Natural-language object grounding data
+++

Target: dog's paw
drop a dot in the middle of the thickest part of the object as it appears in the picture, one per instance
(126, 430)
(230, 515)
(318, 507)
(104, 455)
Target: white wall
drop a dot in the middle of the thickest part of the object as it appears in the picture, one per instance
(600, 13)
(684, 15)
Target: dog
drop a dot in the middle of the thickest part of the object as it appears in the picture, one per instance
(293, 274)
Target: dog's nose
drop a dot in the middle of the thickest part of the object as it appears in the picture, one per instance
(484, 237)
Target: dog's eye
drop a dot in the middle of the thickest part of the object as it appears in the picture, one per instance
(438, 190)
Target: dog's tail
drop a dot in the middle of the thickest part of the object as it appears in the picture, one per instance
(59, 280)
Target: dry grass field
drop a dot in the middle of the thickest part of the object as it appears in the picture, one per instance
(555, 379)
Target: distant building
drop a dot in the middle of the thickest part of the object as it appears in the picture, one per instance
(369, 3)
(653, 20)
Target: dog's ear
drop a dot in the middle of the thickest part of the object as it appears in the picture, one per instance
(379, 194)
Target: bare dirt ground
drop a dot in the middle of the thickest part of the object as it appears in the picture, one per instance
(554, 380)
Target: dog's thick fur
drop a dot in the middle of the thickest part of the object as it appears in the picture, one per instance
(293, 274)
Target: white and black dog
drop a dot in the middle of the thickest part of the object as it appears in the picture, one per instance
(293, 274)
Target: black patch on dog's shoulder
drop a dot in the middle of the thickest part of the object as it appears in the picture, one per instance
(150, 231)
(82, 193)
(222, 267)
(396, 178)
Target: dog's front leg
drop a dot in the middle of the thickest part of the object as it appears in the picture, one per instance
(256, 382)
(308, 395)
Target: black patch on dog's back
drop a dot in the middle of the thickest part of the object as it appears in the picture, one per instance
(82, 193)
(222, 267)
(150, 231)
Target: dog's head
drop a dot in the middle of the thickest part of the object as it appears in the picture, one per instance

+++

Reproduce the data exactly, altering nothing.

Target: dog's paw
drop a dot in the middle of the thickest part of the object as it appears in the picture, one per instance
(126, 430)
(230, 515)
(318, 507)
(104, 455)
Target: white wall
drop a dot in the middle of the thickest part of the object as it appears in the picture, one per instance
(600, 13)
(684, 15)
Target: dog
drop a dot in the middle of the thickest part of the object as it appears in the picture, one per instance
(293, 274)
Target: dog's nose
drop a dot in the middle of the thickest part of the object as it appears in the picture, one per instance
(484, 237)
Target: dog's eye
drop a dot in the middle of the thickest part of the object as it appears in the picture, one per instance
(438, 190)
Target: dog's tail
drop a dot in the middle of the thickest part of the object as it appears in the picture, one per instance
(59, 280)
Target: dry grass field
drop a dot in the middle of the thickest part of the object as it appears in the picture, one per instance
(555, 379)
Target: distant building
drop a dot in the middle of the thickest part of the object as it appears in the picture, one per instance
(369, 3)
(653, 20)
Target: dog's ear
drop a dot in the middle of the thickest part of the object as it appears in the picture, one per instance
(379, 194)
Target: bare dirt ground
drop a dot in the middle of the thickest part of the object as it appears in the picture, one per instance
(554, 380)
Target: dog's thick fur
drop a dot in the middle of the thickest part of the object as it appears in the picture, one per instance
(293, 274)
Target: white and black dog
drop a dot in the middle of the thickest part of the object as it appears in the picture, one per instance
(293, 274)
Target: black patch on dog's shoulder
drop a dot in the middle of the thickest part of the object as it appears in the picture, one per instance
(150, 231)
(82, 193)
(222, 267)
(396, 178)
Target: dog's front leg
drop a dot in the middle of the thickest part of the object as it appears in the picture, one per instance
(256, 382)
(308, 395)
Target: black patch on dog's back
drop a dot in the middle of the thickest part of the object as it appears in the picture, one per instance
(82, 193)
(222, 267)
(150, 231)
Target: dog's head
drop a dot in the middle of the thickest part of the object as it appears in the picture, one per instance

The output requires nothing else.